-- Data shown follows --

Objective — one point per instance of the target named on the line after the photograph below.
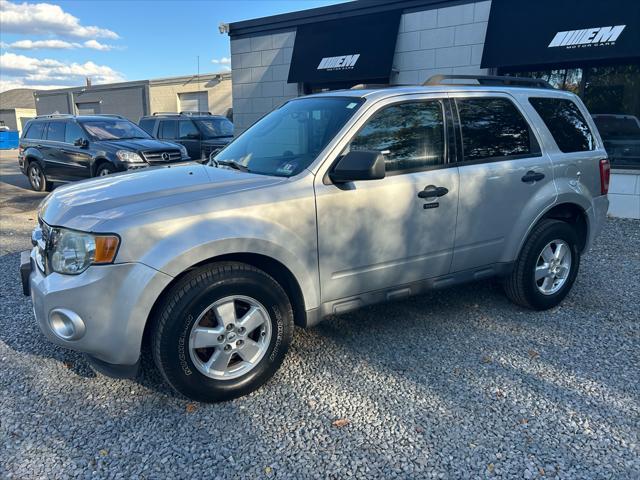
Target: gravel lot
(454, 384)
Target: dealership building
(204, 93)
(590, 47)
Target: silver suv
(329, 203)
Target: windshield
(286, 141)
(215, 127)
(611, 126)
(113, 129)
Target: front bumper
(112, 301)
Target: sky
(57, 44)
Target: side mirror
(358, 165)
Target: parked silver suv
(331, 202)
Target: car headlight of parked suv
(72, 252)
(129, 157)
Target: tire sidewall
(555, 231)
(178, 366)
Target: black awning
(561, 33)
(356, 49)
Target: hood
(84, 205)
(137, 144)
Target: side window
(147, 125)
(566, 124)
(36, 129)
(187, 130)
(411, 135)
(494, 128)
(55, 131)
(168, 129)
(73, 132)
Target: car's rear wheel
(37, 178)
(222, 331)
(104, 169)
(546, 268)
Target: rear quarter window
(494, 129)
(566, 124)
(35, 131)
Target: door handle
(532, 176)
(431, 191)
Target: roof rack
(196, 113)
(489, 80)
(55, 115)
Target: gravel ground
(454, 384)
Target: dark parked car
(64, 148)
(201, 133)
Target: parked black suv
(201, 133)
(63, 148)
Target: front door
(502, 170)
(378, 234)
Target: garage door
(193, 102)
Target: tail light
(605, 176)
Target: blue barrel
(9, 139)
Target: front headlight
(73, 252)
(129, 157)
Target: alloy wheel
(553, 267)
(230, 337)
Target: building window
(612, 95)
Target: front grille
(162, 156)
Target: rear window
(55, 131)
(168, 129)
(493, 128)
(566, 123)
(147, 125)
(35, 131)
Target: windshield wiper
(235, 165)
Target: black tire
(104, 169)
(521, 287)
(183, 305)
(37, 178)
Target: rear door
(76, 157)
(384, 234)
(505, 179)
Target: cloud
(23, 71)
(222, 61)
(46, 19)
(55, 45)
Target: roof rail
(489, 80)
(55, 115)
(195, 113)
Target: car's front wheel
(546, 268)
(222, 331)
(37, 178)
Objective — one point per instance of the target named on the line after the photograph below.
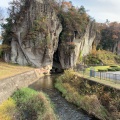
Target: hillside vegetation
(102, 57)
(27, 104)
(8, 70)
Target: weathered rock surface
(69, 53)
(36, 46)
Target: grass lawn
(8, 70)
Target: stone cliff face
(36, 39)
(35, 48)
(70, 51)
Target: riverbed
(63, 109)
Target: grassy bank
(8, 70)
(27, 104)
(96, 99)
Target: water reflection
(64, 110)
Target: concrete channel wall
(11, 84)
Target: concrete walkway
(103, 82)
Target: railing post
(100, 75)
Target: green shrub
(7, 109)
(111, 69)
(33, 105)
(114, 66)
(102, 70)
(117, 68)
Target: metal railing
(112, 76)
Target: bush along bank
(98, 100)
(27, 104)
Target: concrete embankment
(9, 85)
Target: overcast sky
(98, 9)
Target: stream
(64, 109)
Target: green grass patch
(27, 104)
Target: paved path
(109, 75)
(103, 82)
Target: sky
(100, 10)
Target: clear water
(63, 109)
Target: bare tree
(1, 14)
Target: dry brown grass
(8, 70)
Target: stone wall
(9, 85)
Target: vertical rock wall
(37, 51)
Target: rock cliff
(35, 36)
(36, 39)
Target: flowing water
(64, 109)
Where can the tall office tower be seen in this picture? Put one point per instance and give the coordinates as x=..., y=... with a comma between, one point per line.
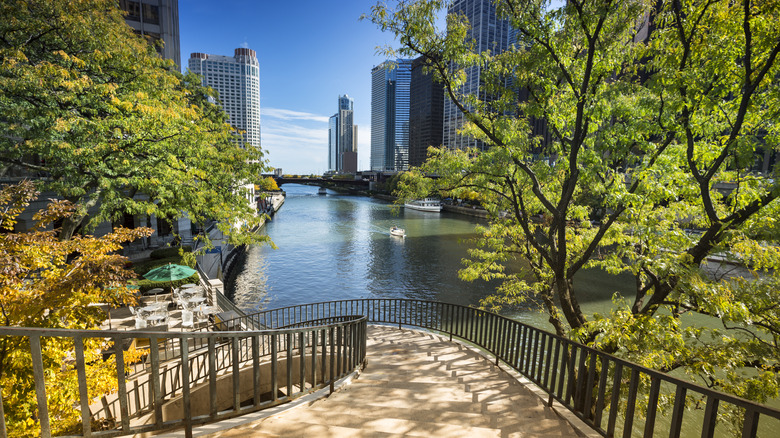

-- Data shown concluded --

■ **What the task asks**: Exact copies of the lines from the one containing "Target: overcast sky" through the end of the records above are required, with no pictures among them.

■ **Solution to this problem**:
Target: overcast sky
(98, 9)
Target: stream
(64, 109)
Target: green grass patch
(27, 104)
Target: paved path
(109, 75)
(103, 82)
Target: sky
(100, 10)
Target: clear water
(63, 109)
Target: bare tree
(1, 14)
Target: dry brown grass
(8, 70)
Target: stone wall
(9, 85)
Target: vertical rock wall
(37, 51)
Target: rock cliff
(35, 36)
(36, 39)
Target: flowing water
(64, 109)
Where can the tall office tower be seen in this picture? Put one point per instance and give the coordinates as x=..., y=... with a comma between, one point per line.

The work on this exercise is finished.